**REQUIRED WORK**
Gather each line of the records below that contains the word "weathered" and copy those lines in full.

**RAW RECORDS**
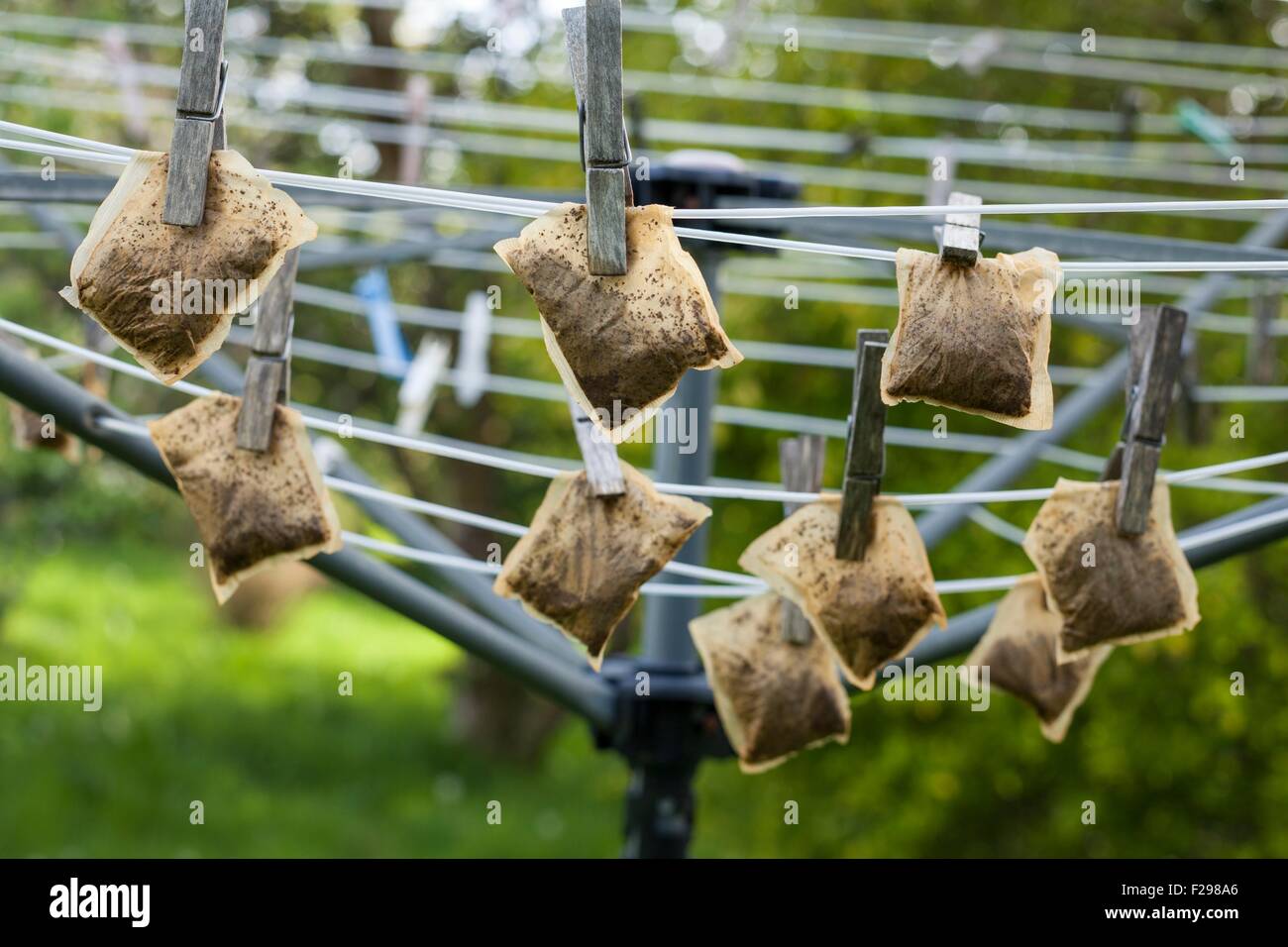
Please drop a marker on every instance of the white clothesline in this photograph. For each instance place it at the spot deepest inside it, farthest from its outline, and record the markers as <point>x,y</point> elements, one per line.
<point>737,585</point>
<point>88,150</point>
<point>351,428</point>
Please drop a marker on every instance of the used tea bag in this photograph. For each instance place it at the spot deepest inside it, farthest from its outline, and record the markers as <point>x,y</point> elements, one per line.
<point>871,611</point>
<point>975,338</point>
<point>581,564</point>
<point>168,294</point>
<point>253,510</point>
<point>773,697</point>
<point>1111,587</point>
<point>1020,651</point>
<point>621,343</point>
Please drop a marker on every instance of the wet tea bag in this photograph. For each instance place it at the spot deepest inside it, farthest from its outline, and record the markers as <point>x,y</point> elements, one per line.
<point>773,697</point>
<point>621,343</point>
<point>1020,651</point>
<point>977,338</point>
<point>253,510</point>
<point>167,294</point>
<point>871,611</point>
<point>581,564</point>
<point>1111,587</point>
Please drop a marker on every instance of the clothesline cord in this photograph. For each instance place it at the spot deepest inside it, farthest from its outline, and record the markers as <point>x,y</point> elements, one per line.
<point>346,429</point>
<point>116,155</point>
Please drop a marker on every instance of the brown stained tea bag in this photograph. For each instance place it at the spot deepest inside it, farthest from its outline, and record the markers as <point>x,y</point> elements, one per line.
<point>1140,587</point>
<point>773,697</point>
<point>977,338</point>
<point>1020,651</point>
<point>621,343</point>
<point>253,510</point>
<point>871,611</point>
<point>581,564</point>
<point>168,294</point>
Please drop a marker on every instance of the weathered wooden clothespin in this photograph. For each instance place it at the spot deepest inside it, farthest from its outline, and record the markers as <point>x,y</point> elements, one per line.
<point>268,371</point>
<point>960,235</point>
<point>1155,356</point>
<point>198,125</point>
<point>410,157</point>
<point>416,393</point>
<point>802,463</point>
<point>864,447</point>
<point>472,350</point>
<point>592,35</point>
<point>599,454</point>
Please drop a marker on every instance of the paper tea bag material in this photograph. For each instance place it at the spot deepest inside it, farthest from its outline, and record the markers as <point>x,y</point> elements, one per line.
<point>581,564</point>
<point>253,510</point>
<point>1111,587</point>
<point>1020,651</point>
<point>974,339</point>
<point>773,697</point>
<point>168,294</point>
<point>621,343</point>
<point>871,611</point>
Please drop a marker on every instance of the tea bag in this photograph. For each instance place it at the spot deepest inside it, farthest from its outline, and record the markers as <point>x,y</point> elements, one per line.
<point>871,611</point>
<point>1020,652</point>
<point>621,343</point>
<point>581,564</point>
<point>773,697</point>
<point>1111,587</point>
<point>167,294</point>
<point>253,510</point>
<point>977,338</point>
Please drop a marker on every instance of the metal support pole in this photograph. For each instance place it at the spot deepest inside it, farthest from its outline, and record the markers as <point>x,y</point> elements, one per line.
<point>660,799</point>
<point>666,620</point>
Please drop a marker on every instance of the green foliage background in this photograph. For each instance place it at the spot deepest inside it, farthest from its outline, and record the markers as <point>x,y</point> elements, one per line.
<point>94,564</point>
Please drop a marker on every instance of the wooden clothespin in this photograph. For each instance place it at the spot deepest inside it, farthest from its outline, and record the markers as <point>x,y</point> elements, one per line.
<point>592,37</point>
<point>1155,354</point>
<point>413,145</point>
<point>198,125</point>
<point>268,371</point>
<point>603,470</point>
<point>416,393</point>
<point>472,350</point>
<point>802,463</point>
<point>864,447</point>
<point>960,235</point>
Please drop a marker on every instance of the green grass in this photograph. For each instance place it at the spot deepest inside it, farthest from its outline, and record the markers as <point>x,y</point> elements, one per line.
<point>254,727</point>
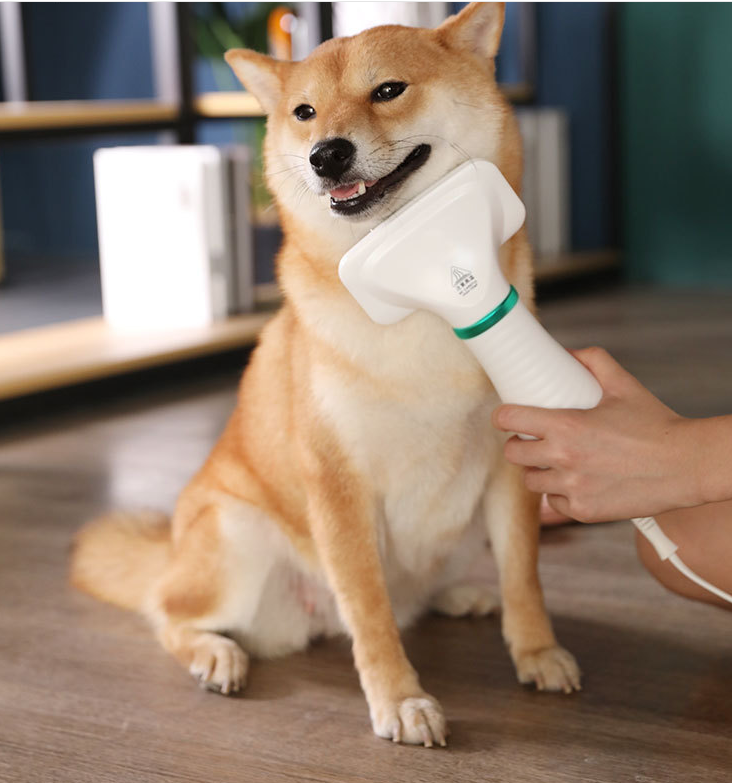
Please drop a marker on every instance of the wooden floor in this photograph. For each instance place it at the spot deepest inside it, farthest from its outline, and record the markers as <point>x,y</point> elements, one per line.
<point>87,695</point>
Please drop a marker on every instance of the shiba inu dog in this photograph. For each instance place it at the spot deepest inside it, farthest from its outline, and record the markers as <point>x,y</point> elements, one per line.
<point>359,473</point>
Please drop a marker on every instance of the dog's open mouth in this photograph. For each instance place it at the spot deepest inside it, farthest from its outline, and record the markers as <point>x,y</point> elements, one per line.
<point>358,196</point>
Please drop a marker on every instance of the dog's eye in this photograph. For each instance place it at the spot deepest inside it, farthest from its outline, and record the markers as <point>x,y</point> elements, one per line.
<point>304,112</point>
<point>388,91</point>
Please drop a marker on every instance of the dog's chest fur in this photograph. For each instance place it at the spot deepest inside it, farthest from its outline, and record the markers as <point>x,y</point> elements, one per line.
<point>416,425</point>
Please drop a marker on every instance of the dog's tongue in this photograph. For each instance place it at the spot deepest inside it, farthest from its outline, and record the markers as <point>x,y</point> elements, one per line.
<point>350,190</point>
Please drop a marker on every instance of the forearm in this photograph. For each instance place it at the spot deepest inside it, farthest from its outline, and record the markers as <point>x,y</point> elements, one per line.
<point>711,440</point>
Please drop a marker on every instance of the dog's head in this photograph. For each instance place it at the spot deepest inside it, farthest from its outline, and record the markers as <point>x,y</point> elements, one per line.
<point>366,123</point>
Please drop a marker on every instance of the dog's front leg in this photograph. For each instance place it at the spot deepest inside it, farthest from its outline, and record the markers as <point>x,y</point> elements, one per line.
<point>343,526</point>
<point>513,524</point>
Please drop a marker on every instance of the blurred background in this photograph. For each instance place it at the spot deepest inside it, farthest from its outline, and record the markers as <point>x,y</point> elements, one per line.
<point>626,112</point>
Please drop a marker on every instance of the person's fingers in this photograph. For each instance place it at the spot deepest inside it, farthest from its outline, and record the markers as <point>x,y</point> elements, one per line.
<point>550,516</point>
<point>523,419</point>
<point>543,480</point>
<point>560,504</point>
<point>601,364</point>
<point>530,453</point>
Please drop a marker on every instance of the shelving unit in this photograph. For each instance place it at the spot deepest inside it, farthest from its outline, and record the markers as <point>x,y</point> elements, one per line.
<point>63,354</point>
<point>18,116</point>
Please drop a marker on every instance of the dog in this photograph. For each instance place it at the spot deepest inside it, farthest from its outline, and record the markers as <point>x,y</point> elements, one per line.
<point>359,473</point>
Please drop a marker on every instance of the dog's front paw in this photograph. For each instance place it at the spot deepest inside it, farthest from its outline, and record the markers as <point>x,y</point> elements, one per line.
<point>219,664</point>
<point>418,720</point>
<point>550,669</point>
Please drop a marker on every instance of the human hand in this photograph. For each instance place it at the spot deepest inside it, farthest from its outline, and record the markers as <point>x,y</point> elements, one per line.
<point>630,456</point>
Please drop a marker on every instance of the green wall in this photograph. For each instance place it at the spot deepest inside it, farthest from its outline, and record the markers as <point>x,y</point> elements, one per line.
<point>676,139</point>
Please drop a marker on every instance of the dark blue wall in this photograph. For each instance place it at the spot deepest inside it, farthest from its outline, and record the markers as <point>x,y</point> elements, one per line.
<point>76,51</point>
<point>574,71</point>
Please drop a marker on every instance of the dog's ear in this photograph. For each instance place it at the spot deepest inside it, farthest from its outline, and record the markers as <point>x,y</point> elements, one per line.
<point>476,28</point>
<point>261,75</point>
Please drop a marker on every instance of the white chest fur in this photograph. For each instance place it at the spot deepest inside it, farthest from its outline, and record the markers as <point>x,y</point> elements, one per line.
<point>417,427</point>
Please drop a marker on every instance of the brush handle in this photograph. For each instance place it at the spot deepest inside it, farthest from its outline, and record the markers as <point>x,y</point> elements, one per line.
<point>528,366</point>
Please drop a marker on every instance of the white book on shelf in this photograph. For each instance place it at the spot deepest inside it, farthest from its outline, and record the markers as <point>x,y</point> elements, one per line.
<point>167,241</point>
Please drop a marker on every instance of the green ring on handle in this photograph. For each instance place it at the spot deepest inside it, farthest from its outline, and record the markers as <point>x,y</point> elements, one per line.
<point>491,319</point>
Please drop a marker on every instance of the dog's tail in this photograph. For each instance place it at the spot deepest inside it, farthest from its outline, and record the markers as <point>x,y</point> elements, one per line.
<point>117,557</point>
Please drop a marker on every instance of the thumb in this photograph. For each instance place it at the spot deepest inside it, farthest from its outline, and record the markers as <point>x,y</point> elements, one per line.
<point>611,375</point>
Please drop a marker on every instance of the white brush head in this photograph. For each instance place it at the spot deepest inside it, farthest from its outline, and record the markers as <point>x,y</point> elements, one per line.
<point>440,251</point>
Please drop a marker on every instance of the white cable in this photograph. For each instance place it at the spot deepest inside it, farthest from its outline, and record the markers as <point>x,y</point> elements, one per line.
<point>666,550</point>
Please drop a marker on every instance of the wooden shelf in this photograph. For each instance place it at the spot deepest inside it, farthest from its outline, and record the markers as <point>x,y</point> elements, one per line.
<point>550,268</point>
<point>51,357</point>
<point>227,104</point>
<point>48,115</point>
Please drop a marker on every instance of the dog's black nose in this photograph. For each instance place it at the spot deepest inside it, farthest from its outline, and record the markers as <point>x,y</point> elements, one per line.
<point>332,157</point>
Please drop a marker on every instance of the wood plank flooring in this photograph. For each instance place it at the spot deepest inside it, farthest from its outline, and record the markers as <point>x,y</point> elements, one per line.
<point>88,696</point>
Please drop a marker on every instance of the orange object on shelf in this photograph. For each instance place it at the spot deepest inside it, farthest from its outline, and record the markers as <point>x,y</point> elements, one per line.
<point>280,24</point>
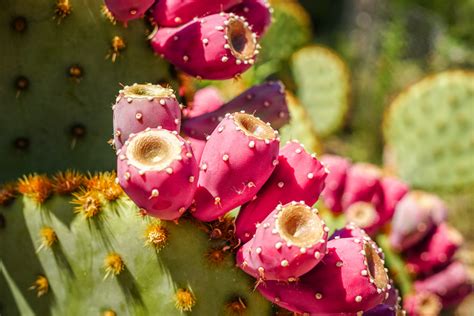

**THE COMPLETED TASK**
Please drop a marker on every instance of the weathered wooden clothespin in this photograph. For each instance place it at the spot deepest inside it, farthest from its outline, and record the markers as <point>x,y</point> elements, one per line.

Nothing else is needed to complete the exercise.